> _SET EXERCISE_:
Copy all of the material below word for word, but leave the pictures out of your answer.

> _EXERCISE INPUTS_:
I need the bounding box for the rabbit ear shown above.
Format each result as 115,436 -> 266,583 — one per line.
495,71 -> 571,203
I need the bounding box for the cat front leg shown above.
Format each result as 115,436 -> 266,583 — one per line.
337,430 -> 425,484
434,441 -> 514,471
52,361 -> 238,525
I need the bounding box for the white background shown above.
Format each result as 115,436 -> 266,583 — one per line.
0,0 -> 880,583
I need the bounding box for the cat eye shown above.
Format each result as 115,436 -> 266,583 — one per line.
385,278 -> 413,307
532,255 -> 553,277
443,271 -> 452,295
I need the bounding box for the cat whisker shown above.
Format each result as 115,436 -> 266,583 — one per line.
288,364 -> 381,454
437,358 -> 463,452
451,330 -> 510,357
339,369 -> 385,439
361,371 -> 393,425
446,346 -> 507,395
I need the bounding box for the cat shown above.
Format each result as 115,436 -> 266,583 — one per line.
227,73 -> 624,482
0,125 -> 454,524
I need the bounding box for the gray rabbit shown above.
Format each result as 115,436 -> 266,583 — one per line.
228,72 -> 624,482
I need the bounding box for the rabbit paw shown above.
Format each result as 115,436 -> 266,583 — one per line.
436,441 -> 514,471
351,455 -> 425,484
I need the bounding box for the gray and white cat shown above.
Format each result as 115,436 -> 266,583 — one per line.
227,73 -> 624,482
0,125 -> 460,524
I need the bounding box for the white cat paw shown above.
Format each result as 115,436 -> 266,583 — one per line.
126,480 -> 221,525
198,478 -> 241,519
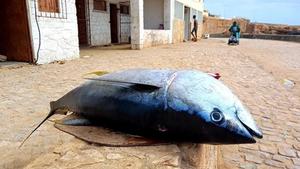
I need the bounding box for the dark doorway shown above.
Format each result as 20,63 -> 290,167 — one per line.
109,4 -> 118,43
0,0 -> 33,63
184,6 -> 191,40
76,0 -> 88,45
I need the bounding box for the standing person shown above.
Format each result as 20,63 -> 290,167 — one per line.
229,21 -> 241,43
192,15 -> 198,41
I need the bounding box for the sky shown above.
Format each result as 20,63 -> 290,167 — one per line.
204,0 -> 300,25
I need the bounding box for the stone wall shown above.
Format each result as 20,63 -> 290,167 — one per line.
27,0 -> 79,64
203,17 -> 250,34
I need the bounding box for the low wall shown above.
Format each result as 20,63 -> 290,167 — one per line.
242,34 -> 300,42
210,34 -> 300,42
143,30 -> 172,47
203,17 -> 250,34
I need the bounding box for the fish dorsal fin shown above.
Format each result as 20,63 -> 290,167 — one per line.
87,69 -> 175,88
85,78 -> 161,91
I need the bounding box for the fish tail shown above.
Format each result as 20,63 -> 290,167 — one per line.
19,102 -> 58,148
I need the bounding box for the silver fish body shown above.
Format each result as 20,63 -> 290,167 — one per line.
49,69 -> 262,144
19,69 -> 263,147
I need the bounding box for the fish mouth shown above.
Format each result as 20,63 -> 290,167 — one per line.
241,121 -> 263,139
236,111 -> 263,139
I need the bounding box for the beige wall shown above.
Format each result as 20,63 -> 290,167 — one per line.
203,17 -> 250,34
144,0 -> 164,29
176,0 -> 204,11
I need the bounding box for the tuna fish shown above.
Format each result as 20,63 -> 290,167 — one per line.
20,69 -> 263,147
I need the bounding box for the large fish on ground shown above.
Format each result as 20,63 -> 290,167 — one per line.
20,69 -> 263,147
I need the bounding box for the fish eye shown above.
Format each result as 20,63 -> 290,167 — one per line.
210,109 -> 224,123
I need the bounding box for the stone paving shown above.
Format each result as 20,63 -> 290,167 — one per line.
0,39 -> 300,169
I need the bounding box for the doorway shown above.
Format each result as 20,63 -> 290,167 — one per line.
0,0 -> 33,63
76,0 -> 88,46
109,4 -> 119,43
184,6 -> 191,40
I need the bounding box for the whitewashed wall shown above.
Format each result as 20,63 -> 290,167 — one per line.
144,0 -> 164,29
120,14 -> 130,43
89,0 -> 111,46
27,0 -> 79,64
89,0 -> 130,46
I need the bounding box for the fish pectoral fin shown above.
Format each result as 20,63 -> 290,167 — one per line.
54,113 -> 92,126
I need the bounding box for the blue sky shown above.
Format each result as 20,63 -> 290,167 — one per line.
204,0 -> 300,25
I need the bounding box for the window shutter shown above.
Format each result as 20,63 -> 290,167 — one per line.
38,0 -> 59,13
94,0 -> 106,11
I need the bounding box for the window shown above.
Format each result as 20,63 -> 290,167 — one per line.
120,5 -> 129,14
38,0 -> 59,13
94,0 -> 106,11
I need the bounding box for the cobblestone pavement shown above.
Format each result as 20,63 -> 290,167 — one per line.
0,39 -> 300,169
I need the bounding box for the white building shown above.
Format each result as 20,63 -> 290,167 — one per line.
0,0 -> 203,63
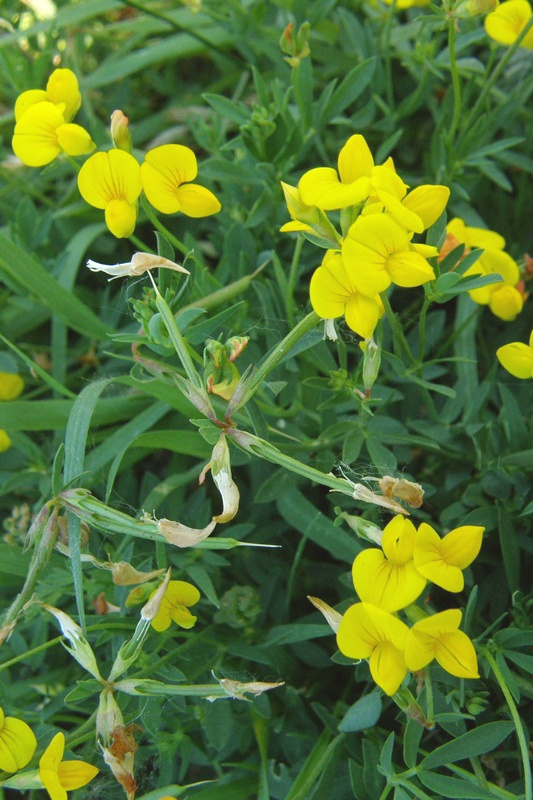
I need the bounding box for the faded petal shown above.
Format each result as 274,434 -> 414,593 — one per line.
496,342 -> 533,380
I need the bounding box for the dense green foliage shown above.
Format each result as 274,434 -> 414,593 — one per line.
0,0 -> 533,800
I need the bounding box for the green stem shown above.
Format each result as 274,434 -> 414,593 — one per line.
286,236 -> 305,326
465,17 -> 533,129
482,647 -> 533,800
232,311 -> 320,413
448,17 -> 461,147
141,195 -> 190,256
380,292 -> 418,366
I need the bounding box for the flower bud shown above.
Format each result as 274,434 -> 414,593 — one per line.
110,109 -> 133,153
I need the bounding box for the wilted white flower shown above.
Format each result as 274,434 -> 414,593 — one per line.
87,253 -> 190,281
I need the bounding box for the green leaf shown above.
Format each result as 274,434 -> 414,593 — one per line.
420,722 -> 514,770
339,691 -> 382,733
0,234 -> 111,339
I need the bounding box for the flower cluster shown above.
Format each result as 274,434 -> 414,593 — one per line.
0,372 -> 24,453
443,217 -> 526,322
0,708 -> 98,800
281,134 -> 450,339
485,0 -> 533,49
337,515 -> 484,695
496,330 -> 533,380
12,69 -> 221,239
12,69 -> 96,167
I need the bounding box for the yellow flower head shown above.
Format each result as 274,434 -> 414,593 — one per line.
12,101 -> 96,167
309,250 -> 384,339
0,708 -> 37,772
15,69 -> 81,122
0,372 -> 24,400
298,133 -> 374,211
39,733 -> 98,800
150,581 -> 200,632
342,214 -> 438,294
413,522 -> 485,592
337,603 -> 409,695
405,608 -> 479,678
141,144 -> 221,217
496,331 -> 533,380
485,0 -> 533,49
352,514 -> 426,611
78,148 -> 142,239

> _RESULT BELOW_:
I need the bounding box for the rabbit ear shown above.
Format each result as 115,436 -> 266,583 — one per line.
495,71 -> 571,203
I need the bounding box for the cat front leg shown above.
Format each result as 115,436 -> 266,583 — one per line.
337,430 -> 425,484
434,441 -> 514,471
52,361 -> 238,525
I need the bounding box for the white background shown above.
Format each result as 115,436 -> 266,583 — one per line.
0,0 -> 880,583
I need the bounding box for the cat eye shown above.
Format each result as 115,436 -> 266,583 — one per line.
385,278 -> 413,307
532,255 -> 553,277
443,271 -> 452,295
I need the bounding box for the cat whisker shown above.
Format each result as 115,436 -> 266,583 — one per line.
288,364 -> 381,454
437,358 -> 463,452
451,330 -> 510,357
339,369 -> 385,439
361,371 -> 393,425
446,346 -> 507,395
I need the bounding box for the cat shown above.
Format each result as 115,436 -> 266,583 — one per line.
227,73 -> 624,482
0,125 -> 454,524
I need the bounding box for the gray rabbit shown above.
Format each result as 115,436 -> 266,583 — one per line.
228,72 -> 624,482
I need the bounding box for the rabbit paw shown above.
Format each result as 115,436 -> 266,583 — one per line.
436,441 -> 514,471
351,455 -> 425,484
I need the bounding box for the gray and white cat shown above.
Format each result as 115,436 -> 266,583 — one per line.
227,73 -> 624,482
0,125 -> 460,524
I need the bounding box for the white cat paw shown above.
Format each result as 115,436 -> 266,583 — one per line.
126,480 -> 221,525
198,478 -> 241,519
I need the bounding box for the dark doorway shown above.
Format each result as 20,63 -> 290,167 — one per line.
109,4 -> 118,43
0,0 -> 33,63
184,6 -> 191,40
76,0 -> 88,45
I need the bounding box for the standing person shown above.
Format each result as 20,63 -> 290,167 — one per line.
229,21 -> 241,43
192,15 -> 198,41
I need the bounding box for the sky shown above.
Format each result as 20,63 -> 290,167 — one per line.
204,0 -> 300,25
I need the bounding box for the stone wall shown above.
Format each result as 20,63 -> 290,167 — one per line.
27,0 -> 79,64
203,17 -> 250,34
I need the bounding box for the low wall shown above.
Format each result as 20,63 -> 290,167 — one per line.
242,34 -> 300,42
210,34 -> 300,42
143,30 -> 172,47
203,17 -> 250,34
I need the bounding box for the fish dorsal fin shown above.
Format each result as 20,63 -> 290,167 — one per line.
87,69 -> 175,88
85,78 -> 161,91
I need the bounding box for the fish tail shown above.
Format each result as 20,63 -> 290,167 — one per line.
19,102 -> 58,148
I need the bounding box for the silver fish body shown above.
Format each result as 20,63 -> 290,167 — one per line.
49,69 -> 262,144
19,69 -> 263,147
I need the bounding box for the fish mouth shown above.
Format each result as 20,63 -> 290,167 — one per line.
241,121 -> 263,139
236,111 -> 263,139
I need the bounding box for the beige wall shown above.
Format each result as 20,63 -> 290,167 — one per line.
203,17 -> 250,34
144,0 -> 164,29
176,0 -> 204,11
I need the bounding box for the tuna fish shown above.
Format each result as 20,63 -> 290,167 — one per line.
20,69 -> 263,147
I need the bounding box for the large fish on ground shown above.
Format each result as 20,63 -> 290,167 — one per line.
20,69 -> 263,147
I need the bounding box for the fish eye shown above.
Format each result as 20,63 -> 290,167 — one per line.
210,109 -> 224,123
I need the bounding box for the stone paving shown above.
Format each result as 20,63 -> 290,167 — one per line.
0,39 -> 300,169
I need the bounding box for the doorway shown above.
Format each result as 20,63 -> 290,167 — one per line.
0,0 -> 33,63
76,0 -> 88,46
109,4 -> 119,43
184,6 -> 191,40
I need the bounding box for the whitewashed wall shown above.
Format each result as 20,63 -> 290,167 — one per line.
144,0 -> 164,29
120,14 -> 130,43
89,0 -> 111,46
27,0 -> 79,64
89,0 -> 130,46
I need the bounding box for the fish pectoral fin shown above.
Format each result as 20,63 -> 290,167 — one per line.
54,113 -> 92,126
I need the bounding box for the blue sky shown above.
Format each result as 20,63 -> 290,167 — one per line.
204,0 -> 300,25
I need the bounding box for the window shutter shown above.
Format each result as 20,63 -> 290,167 — one per line.
38,0 -> 59,13
94,0 -> 106,11
I need the bounding box for the window shown above.
Format each result as 20,63 -> 290,167 — one per line.
120,5 -> 129,14
38,0 -> 59,13
94,0 -> 106,11
I need the bounding box for the cobblestone pavement shown above.
Format each result as 20,63 -> 290,167 — one per line.
0,39 -> 300,169
I need the bounding box for the white building shown above.
Format each result as 20,63 -> 290,167 — one per line.
0,0 -> 203,63
I need the bounding box for the faded petal shown above.
Format each result as 274,434 -> 414,593 — one per line.
496,342 -> 533,380
I need the bounding box for the dense green foliage shown above.
Format each result as 274,434 -> 414,593 — one per line.
0,0 -> 533,800
I need the bounding box for the green stem shown above.
Format each result as 274,434 -> 414,593 — one per line.
286,236 -> 305,326
465,17 -> 533,129
482,647 -> 533,800
232,311 -> 320,413
448,17 -> 461,147
141,195 -> 190,256
380,292 -> 418,366
I need the bounding box for the flower bud shown above.
Format each result as 274,434 -> 414,593 — one per line.
110,109 -> 133,153
I need the bounding box for the wilted white flower shown above.
Format each result as 274,434 -> 414,593 — one per line.
87,253 -> 190,281
I need the bounding box for the green leaf shown above.
Format each result as 274,434 -> 414,593 — one per line.
420,722 -> 514,770
339,691 -> 382,733
0,234 -> 111,339
I need the bounding box for the flower cluster shown above.
Format each result as 274,434 -> 414,593 — one per line.
0,372 -> 24,453
443,217 -> 526,322
0,708 -> 98,800
281,134 -> 450,339
485,0 -> 533,49
337,515 -> 484,695
496,330 -> 533,380
12,69 -> 221,239
12,69 -> 96,167
I need the bounding box for the yellow flower head shown above.
Format each result as 274,434 -> 414,593 — one per line.
12,101 -> 96,167
309,250 -> 384,339
0,708 -> 37,772
15,69 -> 81,122
0,372 -> 24,400
298,133 -> 374,211
39,733 -> 98,800
150,581 -> 200,632
342,214 -> 438,294
413,522 -> 485,592
337,603 -> 409,695
405,608 -> 479,678
141,144 -> 221,217
496,331 -> 533,380
485,0 -> 533,49
352,514 -> 426,611
78,148 -> 142,239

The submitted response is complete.